Do this —
Revise the Tissot T Touch strap thread between "It was many" and "fit my wrist.", inclusive, putting "white stitching" wherever "orange stitching" appears.

Page —
# Tissot T Touch strap options



## Sulie (Jul 14, 2015)

Hi all, got this off Roy and live it to bits an more ... :rltrlt: original strap was cut too short and lost circulation to my left hand after tem mins :biggrin:

So added this strap ... very comfy ,,, but apart from a cheap HK copy .. I wondered if any of you whom have one of these or had one in the past used any other type of straps for it ... (ultimately want the bracelet but these are a bit costly,,, ) many thanks for looking :drinks:

Tissot T Touch by sulie preece, on Flickr


----------



## Nigelp (Jan 28, 2015)

Get a bit of rope and hang it round your neck, it looks massive.


----------



## Nigelp (Jan 28, 2015)

sorry mate probably a bit harsh, have you thought of a hirsch robbie? or some sort of sail cloth longines alike might look good. Something a bit technical, if you get my drift and pardon the pun or sailing analogy.


----------



## Boots (Sep 22, 2018)

@Sulie, I'm thinking that if you are planning a bracelet in the longer term, something completely different might work for now. How about an Isofrane strap in orange?

That might be too out there for you, in which case I can only apologise.


----------



## Sulie (Jul 14, 2015)

Orange very interesting indeed :yes:

i am now swapping onto a bond nato will post pics later but do like the orange sugges :thumbs_up: tion


----------



## Sulie (Jul 14, 2015)

With a nato ?? will have to dig out my orange straps :thumbsup:

Tissot T Touch nato by sulie preece, on Flickr


----------



## Roger (May 17, 2003)

I had this a while ago...

Strap extender from Cousins cost about 80p

Roger


----------



## rhaythorne (Jan 12, 2004)

It was many moons ago, but I had this custom made by Banda in Hong Kong. Carbon look strap with orange stitching and made to the correct length to fit my wrist.










That's before I learned the Sharpie Marker trick though which would have been quicker and easier :biggrin:


----------



## Nigelp (Jan 28, 2015)

If you are just looking for a special leather try these

https://shop.colareb.it/index.php

Their distressed aviator swamp is scrummy!


----------

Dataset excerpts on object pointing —
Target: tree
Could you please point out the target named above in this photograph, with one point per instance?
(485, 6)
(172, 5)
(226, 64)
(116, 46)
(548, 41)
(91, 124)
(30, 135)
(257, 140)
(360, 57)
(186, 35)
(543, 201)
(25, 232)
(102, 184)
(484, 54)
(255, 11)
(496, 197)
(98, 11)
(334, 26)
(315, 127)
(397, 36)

The response —
It was many moons ago, but I had this custom made by Banda in Hong Kong. Carbon look strap with white stitching and made to the correct length to fit my wrist.